§ **What you should do**: Pull out every line below that contains the word "mask". Letter case matters.

Data for object detection:
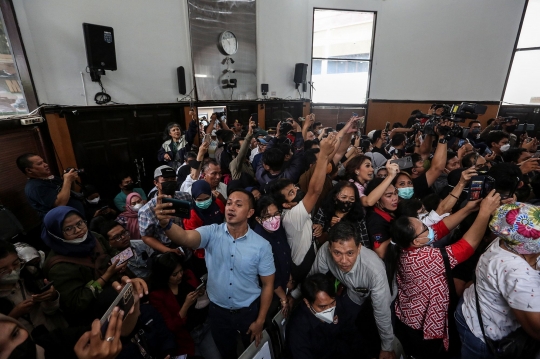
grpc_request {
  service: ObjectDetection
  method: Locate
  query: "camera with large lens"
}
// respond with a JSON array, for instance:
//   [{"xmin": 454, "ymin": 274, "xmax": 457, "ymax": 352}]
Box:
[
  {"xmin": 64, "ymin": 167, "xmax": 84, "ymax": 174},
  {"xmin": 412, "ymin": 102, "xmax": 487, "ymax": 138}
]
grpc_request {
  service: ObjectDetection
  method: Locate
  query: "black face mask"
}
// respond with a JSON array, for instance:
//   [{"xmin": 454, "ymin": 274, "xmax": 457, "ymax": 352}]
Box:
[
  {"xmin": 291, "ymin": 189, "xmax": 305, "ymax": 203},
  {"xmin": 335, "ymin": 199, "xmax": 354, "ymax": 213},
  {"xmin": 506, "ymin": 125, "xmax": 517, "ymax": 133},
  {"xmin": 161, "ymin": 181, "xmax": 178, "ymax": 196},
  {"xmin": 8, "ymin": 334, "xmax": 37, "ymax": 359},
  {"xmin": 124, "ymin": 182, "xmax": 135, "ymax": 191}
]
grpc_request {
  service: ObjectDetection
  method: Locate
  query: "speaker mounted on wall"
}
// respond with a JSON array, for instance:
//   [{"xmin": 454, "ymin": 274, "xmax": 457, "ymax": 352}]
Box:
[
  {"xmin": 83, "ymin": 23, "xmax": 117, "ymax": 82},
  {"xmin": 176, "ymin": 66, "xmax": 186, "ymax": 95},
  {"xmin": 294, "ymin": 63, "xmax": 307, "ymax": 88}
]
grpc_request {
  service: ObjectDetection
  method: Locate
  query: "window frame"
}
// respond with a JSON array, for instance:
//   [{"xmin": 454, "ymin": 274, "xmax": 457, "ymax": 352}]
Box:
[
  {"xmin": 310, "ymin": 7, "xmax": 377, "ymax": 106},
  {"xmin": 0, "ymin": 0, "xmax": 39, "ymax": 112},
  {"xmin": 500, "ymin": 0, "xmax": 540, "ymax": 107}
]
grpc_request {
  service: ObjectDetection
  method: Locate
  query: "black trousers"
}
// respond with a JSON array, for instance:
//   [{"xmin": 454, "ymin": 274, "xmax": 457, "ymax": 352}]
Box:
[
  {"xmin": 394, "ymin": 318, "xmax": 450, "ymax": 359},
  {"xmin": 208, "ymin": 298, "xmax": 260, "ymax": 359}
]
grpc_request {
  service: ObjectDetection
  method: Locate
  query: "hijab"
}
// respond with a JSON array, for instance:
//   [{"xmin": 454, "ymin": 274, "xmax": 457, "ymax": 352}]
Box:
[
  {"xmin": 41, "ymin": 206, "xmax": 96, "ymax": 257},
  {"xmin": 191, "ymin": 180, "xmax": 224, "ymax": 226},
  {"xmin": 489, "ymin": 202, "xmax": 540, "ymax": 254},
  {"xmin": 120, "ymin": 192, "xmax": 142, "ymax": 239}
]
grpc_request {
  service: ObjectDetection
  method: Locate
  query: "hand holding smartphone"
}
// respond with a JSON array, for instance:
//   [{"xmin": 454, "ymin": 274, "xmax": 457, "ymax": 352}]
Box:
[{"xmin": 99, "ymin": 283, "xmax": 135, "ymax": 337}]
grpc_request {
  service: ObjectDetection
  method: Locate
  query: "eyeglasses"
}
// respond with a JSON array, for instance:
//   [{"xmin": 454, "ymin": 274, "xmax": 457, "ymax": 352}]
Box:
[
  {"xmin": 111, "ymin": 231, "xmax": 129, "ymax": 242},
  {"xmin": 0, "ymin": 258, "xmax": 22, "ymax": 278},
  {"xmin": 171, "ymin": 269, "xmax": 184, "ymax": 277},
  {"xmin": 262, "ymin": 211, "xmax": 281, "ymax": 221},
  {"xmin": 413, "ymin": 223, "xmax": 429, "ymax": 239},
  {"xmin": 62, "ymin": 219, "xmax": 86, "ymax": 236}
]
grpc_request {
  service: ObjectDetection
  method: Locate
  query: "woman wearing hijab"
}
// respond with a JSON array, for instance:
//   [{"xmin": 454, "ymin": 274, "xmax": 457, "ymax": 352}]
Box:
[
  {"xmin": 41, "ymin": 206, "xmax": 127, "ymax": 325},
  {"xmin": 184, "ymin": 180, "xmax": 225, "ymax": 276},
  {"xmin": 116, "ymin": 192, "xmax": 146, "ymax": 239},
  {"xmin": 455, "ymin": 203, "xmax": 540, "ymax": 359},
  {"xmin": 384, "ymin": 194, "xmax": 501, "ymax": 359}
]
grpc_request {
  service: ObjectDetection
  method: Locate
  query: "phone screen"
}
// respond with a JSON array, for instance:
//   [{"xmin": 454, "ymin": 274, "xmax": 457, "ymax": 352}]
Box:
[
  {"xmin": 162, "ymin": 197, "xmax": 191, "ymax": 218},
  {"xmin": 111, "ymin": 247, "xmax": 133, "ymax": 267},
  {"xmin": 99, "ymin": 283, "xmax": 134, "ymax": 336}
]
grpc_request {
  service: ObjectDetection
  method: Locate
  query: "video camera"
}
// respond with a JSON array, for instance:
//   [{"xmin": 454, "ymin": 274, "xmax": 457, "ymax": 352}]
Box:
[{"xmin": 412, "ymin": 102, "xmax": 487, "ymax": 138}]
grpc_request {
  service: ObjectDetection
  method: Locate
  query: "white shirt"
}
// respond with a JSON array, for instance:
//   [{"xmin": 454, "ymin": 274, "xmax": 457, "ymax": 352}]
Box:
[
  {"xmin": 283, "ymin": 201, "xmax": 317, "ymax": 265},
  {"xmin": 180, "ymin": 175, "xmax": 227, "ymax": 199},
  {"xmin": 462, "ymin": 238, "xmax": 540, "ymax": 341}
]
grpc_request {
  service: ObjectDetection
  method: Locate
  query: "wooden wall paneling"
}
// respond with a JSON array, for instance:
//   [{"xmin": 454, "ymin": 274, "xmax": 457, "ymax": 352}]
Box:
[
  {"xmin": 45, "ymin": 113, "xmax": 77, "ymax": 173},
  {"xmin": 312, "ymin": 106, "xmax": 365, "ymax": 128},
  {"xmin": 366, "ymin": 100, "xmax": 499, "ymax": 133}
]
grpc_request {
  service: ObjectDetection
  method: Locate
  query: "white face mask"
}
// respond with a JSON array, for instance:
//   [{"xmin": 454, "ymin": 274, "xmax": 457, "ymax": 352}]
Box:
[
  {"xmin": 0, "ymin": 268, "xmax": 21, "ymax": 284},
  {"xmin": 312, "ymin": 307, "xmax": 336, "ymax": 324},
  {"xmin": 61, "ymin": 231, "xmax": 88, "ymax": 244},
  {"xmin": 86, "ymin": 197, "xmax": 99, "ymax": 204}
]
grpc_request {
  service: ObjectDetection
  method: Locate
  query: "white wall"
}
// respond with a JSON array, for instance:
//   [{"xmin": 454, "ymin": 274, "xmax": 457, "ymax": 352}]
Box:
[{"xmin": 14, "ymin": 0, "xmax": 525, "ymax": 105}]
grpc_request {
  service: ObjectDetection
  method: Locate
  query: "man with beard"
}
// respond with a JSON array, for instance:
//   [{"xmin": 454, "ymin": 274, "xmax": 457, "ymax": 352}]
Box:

§ **Correct answer**:
  query: "black face mask"
  query: "white face mask"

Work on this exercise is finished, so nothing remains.